→ TEXTE FOURNI
- - -
PROPOSITION PHARE La France devrait allouer 0,7% de son revenu national brut à l’aide au développement d’ici à 2022. Dès 2018, elle devrait augmenter ce budget et engager une trajectoire régulière et crédible vers cet objectif.

POUR Y PARVENIR, LA FRANCE DEVRAIT : • Allouer 100% de sa taxe sur les transactions financières au développement. Les revenus de cette taxe, estimés à plus d’1,5 milliard d’euros en 2017, permettraient ainsi de financer plus de 20%2 de l’augmentation nécessaire pour atteindre l’objectif des 0,7%. Aujourd’hui, seulement 50% des revenus de cette taxe sont alloués au budget de l’APD3.

• Multiplier par 2,5 les crédits de la mission « aide publique au développement » d’ici à 2022. Les augmentations budgétaires devraient principalement bénéficier à la mission “aide publique au développement” qui représente le cœur de l’aide française (aujourd’hui environ 30 % de l’APD française selon la définition internationale de l’OCDE). Il s’agit de la partie la mieux pilotable et la plus efficace de l’aide qui inclut les subventions pour les pays les plus pauvres et les secteurs sociaux.
- - -
→ MATÉRIEL
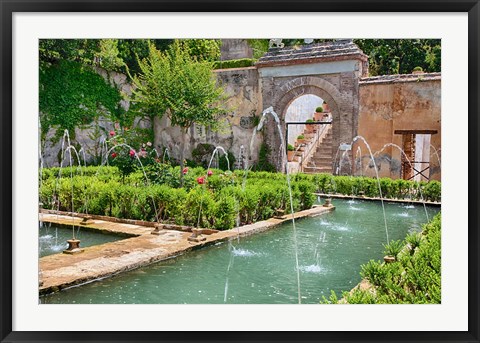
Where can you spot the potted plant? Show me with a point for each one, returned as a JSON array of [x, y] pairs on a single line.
- - -
→ CONSIGNES
#1 Répondez aux questions suivantes à partir du texte sur l'aide au développement.
(a) Quelle part de son revenu national brut la France devrait-elle allouer à l'aide au développement d'ici à 2022 ?
(b) Quelle part des revenus de la taxe sur les transactions financières est aujourd'hui allouée au budget de l'aide publique au développement ?
(c) Par combien faudrait-il multiplier les crédits de la mission « aide publique au développement » d'ici à 2022 ?
#2 Rédigez la suite du texte sur l'aide au développement à partir de sa dernière phrase.

→ RÉPONSES RÉDIGÉES
#1
(a) Elle devrait en allouer 0,7 %.
(b) Seulement 50 % de ces revenus y sont alloués.
(c) Il faudrait les multiplier par 2,5.

#2
1. Ces chiffres sont ceux de l’OCDE. Si on ne prend pas en compte les allègements de la dette, la France a alloué 0,36% de son RNB à l’APD en 2015, contre 0,44% en 2010. 2. Il faudrait augmenter l’APD de 10,5 milliards d’euros environ pour atteindre les 0,7% en 2022. Avec son apport de 2,2 milliards supplémentaires, la taxe sur les transactions financières (TTF) contribue donc à fournir 20% de cette augmentation. Veuillez noter que l’augmentation d’APD ne correspond pas à 100% à un effort budgétaire, à cause de l’effet de levier des prêts. 3. La TTF élargie aux opérations intra-journalières et allouée à 100% au développement permettrait de rapporter 3 milliards d’euros à l’APD française (estimation très stricte), au lieu de 800 millions aujourd’hui (PLF 2017). Cet apport de ressources permettrait donc d’augmenter l’APD de 27% par rapport au niveau de 2015.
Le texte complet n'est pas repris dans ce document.